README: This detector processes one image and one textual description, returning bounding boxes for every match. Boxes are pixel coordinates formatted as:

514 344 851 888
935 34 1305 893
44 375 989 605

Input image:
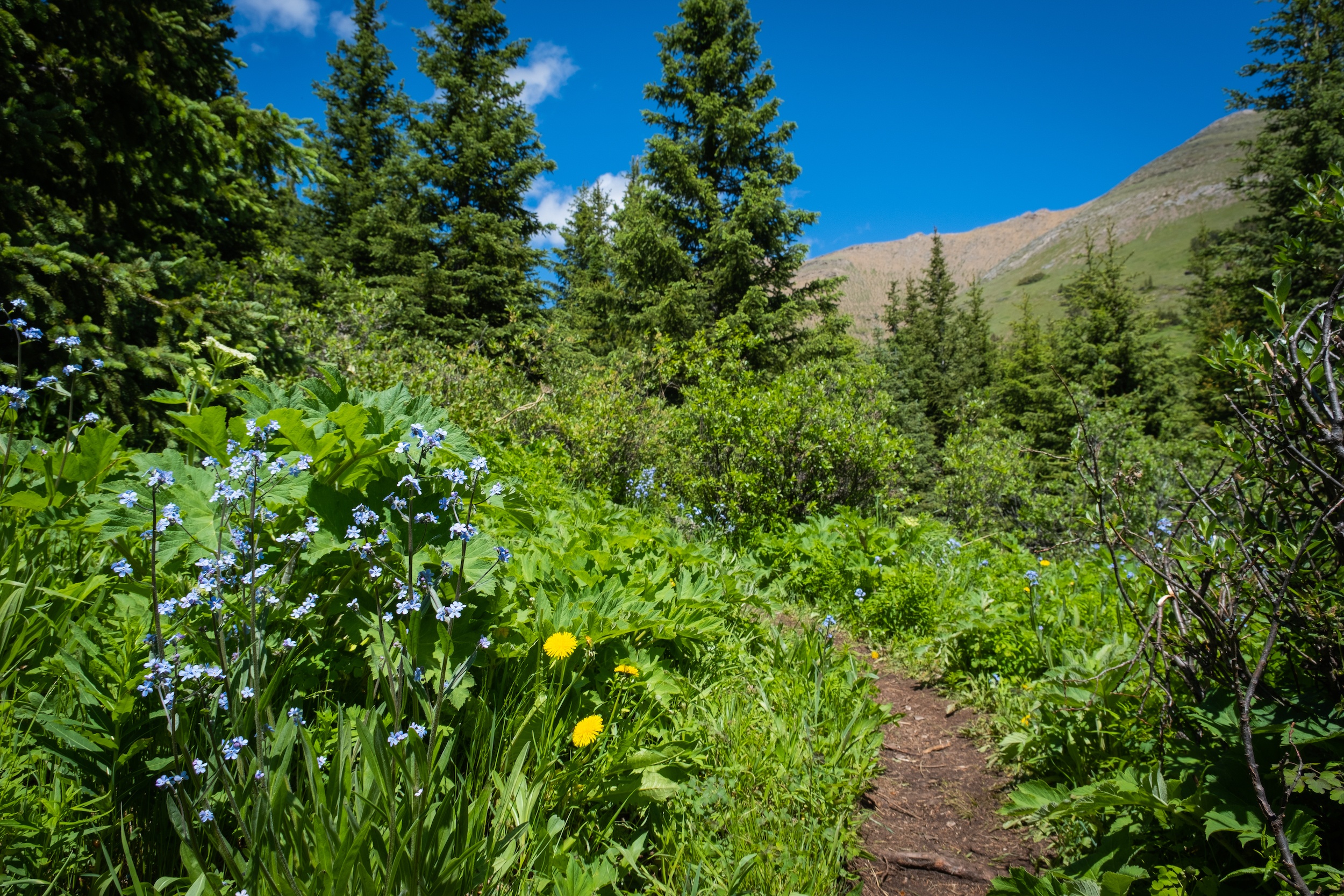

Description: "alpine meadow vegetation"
8 0 1344 896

* **Exercise description**:
Reproduce all of the data above verbatim, line for line, omitting the picture.

* **Full answer**:
README: This detector processes one image and one textual description, returning bounding boxes for every match. Boxes are pixel coordinates formatted as:

514 344 851 888
935 34 1305 893
44 375 989 605

Input image:

Description: "alpine meadow vegetation"
8 0 1344 896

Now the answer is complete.